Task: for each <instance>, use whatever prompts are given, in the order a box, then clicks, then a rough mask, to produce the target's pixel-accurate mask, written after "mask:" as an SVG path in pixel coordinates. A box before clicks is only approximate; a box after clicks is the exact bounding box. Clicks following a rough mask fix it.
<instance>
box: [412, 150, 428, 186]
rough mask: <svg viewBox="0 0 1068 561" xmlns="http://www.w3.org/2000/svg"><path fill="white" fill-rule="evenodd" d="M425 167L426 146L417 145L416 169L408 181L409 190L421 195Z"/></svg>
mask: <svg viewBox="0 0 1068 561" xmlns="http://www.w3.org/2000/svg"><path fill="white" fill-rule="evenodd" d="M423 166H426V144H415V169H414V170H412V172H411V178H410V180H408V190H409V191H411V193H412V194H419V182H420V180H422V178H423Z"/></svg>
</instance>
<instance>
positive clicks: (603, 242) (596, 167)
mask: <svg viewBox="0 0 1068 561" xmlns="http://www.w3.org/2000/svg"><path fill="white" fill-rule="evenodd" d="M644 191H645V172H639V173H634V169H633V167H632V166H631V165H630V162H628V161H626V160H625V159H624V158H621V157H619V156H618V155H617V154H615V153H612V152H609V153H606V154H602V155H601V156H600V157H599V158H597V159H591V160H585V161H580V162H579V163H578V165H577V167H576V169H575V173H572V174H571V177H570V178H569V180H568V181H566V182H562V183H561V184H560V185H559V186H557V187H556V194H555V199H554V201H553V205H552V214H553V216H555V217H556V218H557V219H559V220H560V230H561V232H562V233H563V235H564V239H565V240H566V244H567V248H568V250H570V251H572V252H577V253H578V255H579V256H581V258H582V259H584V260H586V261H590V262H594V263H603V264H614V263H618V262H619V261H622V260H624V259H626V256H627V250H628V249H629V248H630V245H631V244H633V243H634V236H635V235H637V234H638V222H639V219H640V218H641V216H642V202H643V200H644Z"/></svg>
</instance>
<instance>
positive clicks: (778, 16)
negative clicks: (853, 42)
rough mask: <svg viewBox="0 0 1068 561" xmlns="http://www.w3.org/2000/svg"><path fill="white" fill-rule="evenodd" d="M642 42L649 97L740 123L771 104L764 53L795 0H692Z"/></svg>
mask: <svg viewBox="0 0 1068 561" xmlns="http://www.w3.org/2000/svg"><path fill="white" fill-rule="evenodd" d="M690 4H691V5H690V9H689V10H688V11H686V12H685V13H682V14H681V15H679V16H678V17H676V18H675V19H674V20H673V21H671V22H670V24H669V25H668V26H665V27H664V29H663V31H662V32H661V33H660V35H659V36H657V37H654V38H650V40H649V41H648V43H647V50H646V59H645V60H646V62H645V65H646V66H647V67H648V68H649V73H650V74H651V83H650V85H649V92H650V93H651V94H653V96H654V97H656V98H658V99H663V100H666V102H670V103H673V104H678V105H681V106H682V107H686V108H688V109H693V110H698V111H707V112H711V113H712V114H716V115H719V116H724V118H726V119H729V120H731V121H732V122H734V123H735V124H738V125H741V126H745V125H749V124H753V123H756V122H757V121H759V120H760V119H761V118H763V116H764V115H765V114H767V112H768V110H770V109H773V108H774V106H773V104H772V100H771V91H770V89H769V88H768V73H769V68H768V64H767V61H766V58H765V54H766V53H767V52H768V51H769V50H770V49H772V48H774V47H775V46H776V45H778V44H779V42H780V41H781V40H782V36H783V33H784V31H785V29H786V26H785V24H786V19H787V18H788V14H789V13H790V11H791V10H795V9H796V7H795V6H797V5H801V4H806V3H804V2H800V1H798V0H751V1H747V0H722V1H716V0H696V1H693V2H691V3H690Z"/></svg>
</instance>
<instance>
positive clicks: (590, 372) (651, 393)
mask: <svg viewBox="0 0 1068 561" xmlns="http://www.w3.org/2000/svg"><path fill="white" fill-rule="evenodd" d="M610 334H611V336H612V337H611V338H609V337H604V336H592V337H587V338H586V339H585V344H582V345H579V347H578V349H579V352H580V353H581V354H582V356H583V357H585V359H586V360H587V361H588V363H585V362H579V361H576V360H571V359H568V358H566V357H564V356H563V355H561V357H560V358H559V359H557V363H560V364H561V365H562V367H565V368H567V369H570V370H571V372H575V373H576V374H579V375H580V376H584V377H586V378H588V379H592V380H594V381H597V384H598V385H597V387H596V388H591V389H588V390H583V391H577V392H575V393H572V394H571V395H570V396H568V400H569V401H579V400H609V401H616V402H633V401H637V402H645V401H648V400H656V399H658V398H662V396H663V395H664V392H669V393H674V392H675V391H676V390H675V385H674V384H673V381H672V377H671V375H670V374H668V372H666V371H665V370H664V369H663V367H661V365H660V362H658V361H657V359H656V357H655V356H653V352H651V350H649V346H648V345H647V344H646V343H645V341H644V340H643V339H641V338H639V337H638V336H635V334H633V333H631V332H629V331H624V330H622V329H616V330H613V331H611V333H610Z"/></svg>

● ● ● ● ●

▶ Task description:
Starting at the first line of the material above, reproduce each line exactly up to and including the line with "box: [412, 150, 428, 186]".

▶ Task output:
Task: for each <instance>, use whatever prompts are given, in the order a box, then clicks, then a rough mask, to produce the target's pixel-accurate mask, written after "mask:" as an SVG path in pixel coordinates. A box before clicks is only approximate; a box after clicks is the exact bounding box. Clicks following a rough mask fix it.
<instance>
box: [412, 150, 428, 186]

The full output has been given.